▶ Goal of the exercise
Extract every line of the items below that contains the string "driver".

▶ Data to use
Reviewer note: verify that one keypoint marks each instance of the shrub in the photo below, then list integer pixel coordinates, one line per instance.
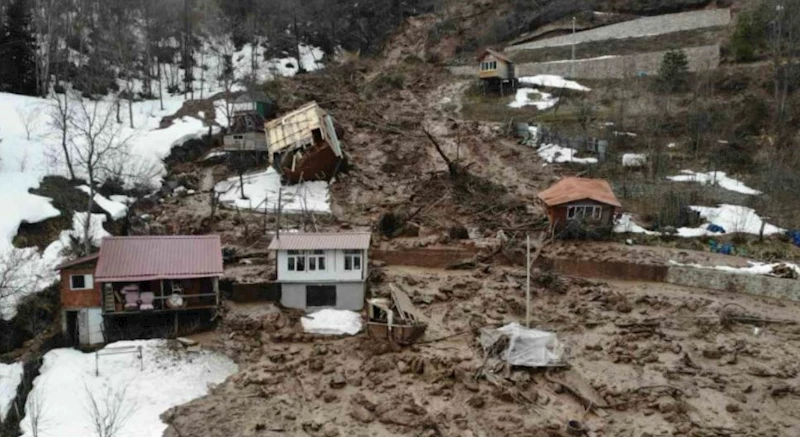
(748, 36)
(673, 73)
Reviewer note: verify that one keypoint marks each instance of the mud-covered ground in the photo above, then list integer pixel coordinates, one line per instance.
(664, 360)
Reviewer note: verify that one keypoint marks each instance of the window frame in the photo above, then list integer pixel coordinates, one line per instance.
(88, 282)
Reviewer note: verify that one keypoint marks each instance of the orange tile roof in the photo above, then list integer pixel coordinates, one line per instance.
(572, 189)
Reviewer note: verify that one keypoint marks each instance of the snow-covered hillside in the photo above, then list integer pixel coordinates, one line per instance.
(142, 389)
(30, 150)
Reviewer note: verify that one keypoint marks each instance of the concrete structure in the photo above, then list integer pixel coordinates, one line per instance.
(702, 58)
(589, 201)
(138, 276)
(641, 27)
(322, 270)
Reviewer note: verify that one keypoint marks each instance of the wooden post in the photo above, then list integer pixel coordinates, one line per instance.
(528, 282)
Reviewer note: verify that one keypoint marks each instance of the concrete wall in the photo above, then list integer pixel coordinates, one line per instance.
(609, 67)
(641, 27)
(334, 269)
(743, 283)
(618, 67)
(349, 296)
(420, 257)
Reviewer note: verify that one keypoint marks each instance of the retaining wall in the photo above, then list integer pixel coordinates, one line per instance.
(744, 283)
(421, 257)
(640, 27)
(610, 67)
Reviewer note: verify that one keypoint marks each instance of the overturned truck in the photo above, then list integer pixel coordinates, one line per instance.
(304, 145)
(395, 319)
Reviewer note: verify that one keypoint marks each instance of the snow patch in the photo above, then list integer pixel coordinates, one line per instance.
(732, 218)
(68, 381)
(332, 322)
(10, 379)
(553, 81)
(555, 153)
(625, 224)
(116, 209)
(262, 190)
(719, 178)
(634, 159)
(523, 98)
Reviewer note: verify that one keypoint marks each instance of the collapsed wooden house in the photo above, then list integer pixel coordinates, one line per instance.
(303, 145)
(246, 131)
(395, 319)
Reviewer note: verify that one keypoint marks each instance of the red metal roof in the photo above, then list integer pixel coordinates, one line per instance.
(128, 259)
(77, 261)
(496, 54)
(572, 189)
(321, 241)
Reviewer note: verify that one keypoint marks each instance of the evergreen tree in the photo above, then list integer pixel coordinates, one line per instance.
(18, 50)
(673, 74)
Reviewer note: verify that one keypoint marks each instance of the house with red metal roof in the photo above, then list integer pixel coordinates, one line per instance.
(135, 284)
(589, 201)
(322, 270)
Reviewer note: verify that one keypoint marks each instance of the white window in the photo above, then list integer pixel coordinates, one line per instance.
(584, 212)
(81, 282)
(296, 261)
(352, 260)
(316, 260)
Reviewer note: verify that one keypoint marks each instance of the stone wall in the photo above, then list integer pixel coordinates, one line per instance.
(641, 27)
(618, 67)
(758, 285)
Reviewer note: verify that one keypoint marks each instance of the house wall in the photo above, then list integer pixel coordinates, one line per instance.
(558, 214)
(349, 296)
(78, 298)
(501, 71)
(334, 269)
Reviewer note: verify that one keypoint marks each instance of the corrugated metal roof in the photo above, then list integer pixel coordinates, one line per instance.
(293, 129)
(321, 241)
(147, 258)
(77, 261)
(571, 189)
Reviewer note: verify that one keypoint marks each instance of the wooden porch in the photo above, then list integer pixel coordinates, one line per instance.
(160, 296)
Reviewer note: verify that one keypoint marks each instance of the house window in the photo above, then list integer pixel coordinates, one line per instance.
(584, 212)
(293, 260)
(352, 260)
(81, 282)
(320, 295)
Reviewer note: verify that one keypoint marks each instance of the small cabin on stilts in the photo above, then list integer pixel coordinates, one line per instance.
(496, 72)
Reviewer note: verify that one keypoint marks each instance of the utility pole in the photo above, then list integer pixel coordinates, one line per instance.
(528, 282)
(572, 64)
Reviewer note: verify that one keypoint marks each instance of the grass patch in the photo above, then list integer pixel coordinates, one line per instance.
(622, 47)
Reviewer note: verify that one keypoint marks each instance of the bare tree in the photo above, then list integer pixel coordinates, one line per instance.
(98, 145)
(34, 412)
(16, 279)
(109, 412)
(29, 117)
(59, 121)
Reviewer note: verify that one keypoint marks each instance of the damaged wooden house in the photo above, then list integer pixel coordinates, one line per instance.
(138, 287)
(395, 319)
(246, 132)
(584, 201)
(304, 145)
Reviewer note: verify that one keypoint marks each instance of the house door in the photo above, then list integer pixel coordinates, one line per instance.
(320, 296)
(83, 327)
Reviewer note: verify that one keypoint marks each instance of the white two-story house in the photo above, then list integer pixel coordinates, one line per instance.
(322, 270)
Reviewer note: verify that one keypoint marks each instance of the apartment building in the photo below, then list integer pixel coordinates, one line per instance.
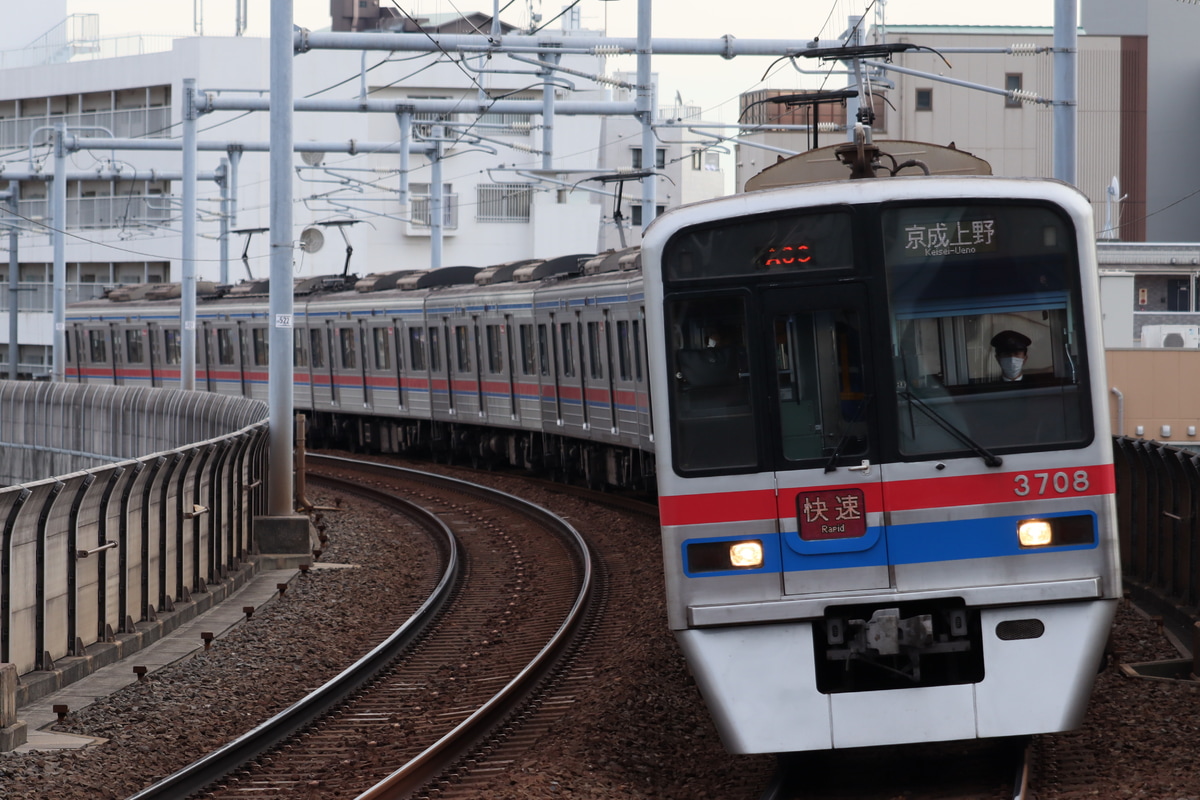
(511, 187)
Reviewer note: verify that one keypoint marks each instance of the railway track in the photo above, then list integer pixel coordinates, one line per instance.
(450, 686)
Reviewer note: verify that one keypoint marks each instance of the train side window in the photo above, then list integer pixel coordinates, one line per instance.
(623, 349)
(568, 350)
(348, 347)
(382, 348)
(495, 350)
(713, 419)
(317, 347)
(262, 347)
(97, 346)
(435, 349)
(637, 350)
(172, 346)
(528, 350)
(543, 349)
(417, 348)
(225, 347)
(133, 348)
(299, 355)
(462, 347)
(595, 354)
(820, 376)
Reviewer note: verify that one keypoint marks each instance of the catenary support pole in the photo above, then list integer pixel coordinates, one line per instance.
(280, 500)
(59, 187)
(646, 109)
(13, 280)
(187, 268)
(225, 221)
(1066, 88)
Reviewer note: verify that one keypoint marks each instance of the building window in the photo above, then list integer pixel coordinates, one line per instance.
(503, 202)
(1012, 83)
(1179, 294)
(635, 214)
(660, 157)
(421, 205)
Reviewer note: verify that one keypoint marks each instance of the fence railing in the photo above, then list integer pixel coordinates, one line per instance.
(1158, 505)
(154, 499)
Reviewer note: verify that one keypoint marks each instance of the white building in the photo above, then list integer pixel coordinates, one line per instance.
(513, 186)
(1015, 137)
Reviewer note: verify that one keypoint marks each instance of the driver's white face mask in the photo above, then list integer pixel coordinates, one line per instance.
(1011, 366)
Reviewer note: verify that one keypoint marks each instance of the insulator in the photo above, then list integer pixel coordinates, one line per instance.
(1024, 96)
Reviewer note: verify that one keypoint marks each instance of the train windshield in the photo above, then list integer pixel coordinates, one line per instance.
(985, 330)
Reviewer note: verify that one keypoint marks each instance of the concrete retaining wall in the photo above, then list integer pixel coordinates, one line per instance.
(154, 499)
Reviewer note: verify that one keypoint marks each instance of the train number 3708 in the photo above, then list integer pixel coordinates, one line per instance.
(1050, 483)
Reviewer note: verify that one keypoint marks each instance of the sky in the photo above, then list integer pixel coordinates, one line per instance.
(709, 82)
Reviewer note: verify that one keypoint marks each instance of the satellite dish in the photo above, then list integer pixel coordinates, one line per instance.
(311, 240)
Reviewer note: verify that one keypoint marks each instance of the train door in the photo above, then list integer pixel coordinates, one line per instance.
(114, 338)
(154, 353)
(510, 365)
(828, 491)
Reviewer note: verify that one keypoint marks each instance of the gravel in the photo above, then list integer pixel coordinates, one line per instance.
(639, 733)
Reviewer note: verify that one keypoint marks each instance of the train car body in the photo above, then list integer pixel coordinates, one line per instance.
(870, 536)
(534, 364)
(877, 525)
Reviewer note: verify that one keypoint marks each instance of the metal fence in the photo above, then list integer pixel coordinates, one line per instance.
(118, 535)
(1158, 504)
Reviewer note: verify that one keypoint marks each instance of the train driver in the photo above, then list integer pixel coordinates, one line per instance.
(1012, 349)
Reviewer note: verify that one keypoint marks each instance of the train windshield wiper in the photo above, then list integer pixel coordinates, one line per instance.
(832, 463)
(989, 458)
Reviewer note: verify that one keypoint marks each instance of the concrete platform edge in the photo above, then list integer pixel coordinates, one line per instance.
(35, 685)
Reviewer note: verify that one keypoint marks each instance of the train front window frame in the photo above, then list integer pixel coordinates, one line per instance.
(714, 421)
(966, 280)
(778, 245)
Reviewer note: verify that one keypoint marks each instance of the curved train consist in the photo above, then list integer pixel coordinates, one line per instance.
(877, 525)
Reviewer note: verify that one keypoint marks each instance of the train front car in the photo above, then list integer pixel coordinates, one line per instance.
(885, 463)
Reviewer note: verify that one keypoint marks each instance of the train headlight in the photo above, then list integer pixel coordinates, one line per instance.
(1057, 531)
(725, 555)
(1035, 533)
(745, 555)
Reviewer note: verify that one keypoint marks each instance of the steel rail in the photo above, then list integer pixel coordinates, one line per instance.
(295, 717)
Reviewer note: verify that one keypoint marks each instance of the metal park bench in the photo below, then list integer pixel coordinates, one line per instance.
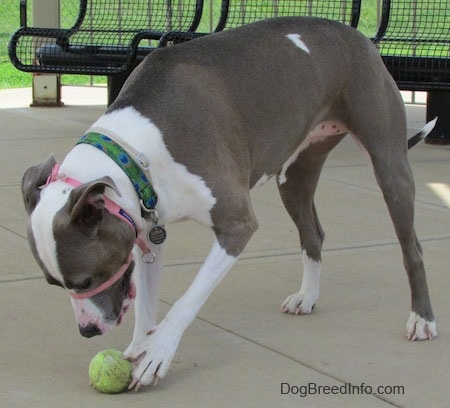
(108, 37)
(237, 13)
(234, 13)
(414, 42)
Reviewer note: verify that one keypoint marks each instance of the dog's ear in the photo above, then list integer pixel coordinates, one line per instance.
(86, 203)
(32, 179)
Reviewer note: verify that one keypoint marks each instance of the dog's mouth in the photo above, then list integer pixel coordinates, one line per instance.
(99, 314)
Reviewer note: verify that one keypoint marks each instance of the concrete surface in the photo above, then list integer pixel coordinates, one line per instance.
(241, 348)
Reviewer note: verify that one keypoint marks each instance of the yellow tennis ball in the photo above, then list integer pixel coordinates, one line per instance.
(109, 372)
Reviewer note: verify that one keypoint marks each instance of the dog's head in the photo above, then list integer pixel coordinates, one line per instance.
(79, 246)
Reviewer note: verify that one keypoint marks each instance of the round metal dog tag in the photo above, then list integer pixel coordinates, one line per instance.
(157, 234)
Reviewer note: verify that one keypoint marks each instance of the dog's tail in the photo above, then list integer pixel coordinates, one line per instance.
(422, 134)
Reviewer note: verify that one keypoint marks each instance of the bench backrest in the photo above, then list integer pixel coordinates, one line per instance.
(100, 20)
(238, 12)
(415, 28)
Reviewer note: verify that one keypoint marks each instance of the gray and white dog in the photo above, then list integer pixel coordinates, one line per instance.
(203, 123)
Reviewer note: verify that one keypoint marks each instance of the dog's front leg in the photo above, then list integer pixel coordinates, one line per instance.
(160, 345)
(146, 278)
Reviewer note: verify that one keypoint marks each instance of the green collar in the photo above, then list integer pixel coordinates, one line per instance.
(125, 161)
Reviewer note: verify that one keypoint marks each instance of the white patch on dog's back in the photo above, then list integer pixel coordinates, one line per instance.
(264, 178)
(181, 194)
(295, 38)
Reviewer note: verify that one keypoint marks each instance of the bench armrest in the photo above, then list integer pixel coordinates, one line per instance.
(23, 13)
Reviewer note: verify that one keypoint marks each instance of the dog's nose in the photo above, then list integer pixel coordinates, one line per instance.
(90, 330)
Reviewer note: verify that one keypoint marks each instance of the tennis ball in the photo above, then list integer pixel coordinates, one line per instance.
(109, 372)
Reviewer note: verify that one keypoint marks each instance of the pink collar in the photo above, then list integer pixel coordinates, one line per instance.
(114, 209)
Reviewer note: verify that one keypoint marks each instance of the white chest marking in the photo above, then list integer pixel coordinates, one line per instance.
(181, 194)
(53, 198)
(295, 38)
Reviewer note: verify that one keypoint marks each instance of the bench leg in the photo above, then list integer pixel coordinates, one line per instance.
(439, 105)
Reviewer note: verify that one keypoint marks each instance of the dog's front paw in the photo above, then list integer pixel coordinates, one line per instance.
(417, 328)
(152, 357)
(299, 303)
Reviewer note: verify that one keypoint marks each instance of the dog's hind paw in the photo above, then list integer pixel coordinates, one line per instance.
(299, 304)
(417, 328)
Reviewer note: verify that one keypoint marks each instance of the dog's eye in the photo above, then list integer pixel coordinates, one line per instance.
(86, 284)
(78, 286)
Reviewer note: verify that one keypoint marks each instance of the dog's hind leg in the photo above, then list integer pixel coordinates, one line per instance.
(395, 178)
(387, 148)
(297, 186)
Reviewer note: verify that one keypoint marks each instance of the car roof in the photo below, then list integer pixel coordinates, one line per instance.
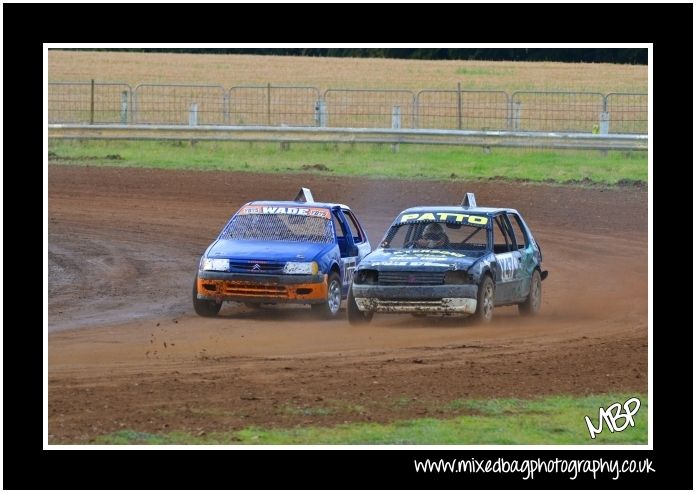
(290, 203)
(485, 211)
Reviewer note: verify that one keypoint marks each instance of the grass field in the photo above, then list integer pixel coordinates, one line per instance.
(364, 73)
(557, 420)
(370, 160)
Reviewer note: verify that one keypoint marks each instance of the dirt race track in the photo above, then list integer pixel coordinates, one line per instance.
(126, 350)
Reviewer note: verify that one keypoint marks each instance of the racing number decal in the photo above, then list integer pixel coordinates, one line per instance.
(509, 264)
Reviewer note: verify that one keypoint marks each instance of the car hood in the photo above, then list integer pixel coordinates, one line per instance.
(394, 259)
(283, 251)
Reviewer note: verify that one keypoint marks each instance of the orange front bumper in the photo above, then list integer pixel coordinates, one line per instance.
(260, 291)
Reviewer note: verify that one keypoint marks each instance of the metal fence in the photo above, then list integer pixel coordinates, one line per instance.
(179, 104)
(629, 113)
(295, 106)
(365, 108)
(273, 105)
(473, 110)
(89, 102)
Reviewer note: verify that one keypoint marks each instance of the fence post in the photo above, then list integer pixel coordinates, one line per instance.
(320, 113)
(124, 107)
(459, 105)
(268, 105)
(193, 115)
(604, 122)
(396, 123)
(516, 112)
(226, 108)
(91, 104)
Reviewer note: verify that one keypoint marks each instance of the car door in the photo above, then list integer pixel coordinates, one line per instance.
(349, 251)
(527, 261)
(507, 256)
(359, 237)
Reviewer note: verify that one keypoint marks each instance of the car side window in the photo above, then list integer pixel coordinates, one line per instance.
(502, 237)
(520, 236)
(338, 226)
(353, 225)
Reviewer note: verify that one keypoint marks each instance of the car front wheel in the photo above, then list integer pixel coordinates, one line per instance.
(204, 308)
(332, 305)
(485, 300)
(355, 316)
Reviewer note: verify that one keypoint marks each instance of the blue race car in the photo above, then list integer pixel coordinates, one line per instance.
(282, 252)
(450, 260)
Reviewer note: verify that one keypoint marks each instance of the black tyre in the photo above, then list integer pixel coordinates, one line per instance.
(332, 305)
(533, 303)
(485, 301)
(204, 308)
(355, 316)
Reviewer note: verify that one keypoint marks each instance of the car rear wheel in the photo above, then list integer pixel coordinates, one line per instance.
(485, 301)
(355, 316)
(533, 303)
(204, 308)
(332, 305)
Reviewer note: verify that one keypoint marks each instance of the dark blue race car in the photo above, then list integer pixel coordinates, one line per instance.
(282, 252)
(450, 260)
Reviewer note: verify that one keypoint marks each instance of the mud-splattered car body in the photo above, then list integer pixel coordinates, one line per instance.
(487, 257)
(282, 252)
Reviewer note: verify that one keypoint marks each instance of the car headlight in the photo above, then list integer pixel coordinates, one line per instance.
(366, 276)
(457, 277)
(219, 264)
(301, 268)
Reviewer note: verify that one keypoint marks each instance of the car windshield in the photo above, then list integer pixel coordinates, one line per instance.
(439, 235)
(279, 227)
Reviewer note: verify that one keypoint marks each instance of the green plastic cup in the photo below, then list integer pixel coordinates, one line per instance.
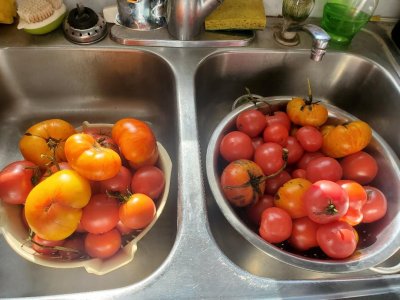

▶ Reply
Reviewer note: verify that one keypoint marks each instance of the driver's white face mask in the photo above, then list integer pixel coordinates, one line per instance.
Reviewer note: verify that one keypoint marks each instance of the train driver in the photo above, then list integer pixel coordinates, one line per instance.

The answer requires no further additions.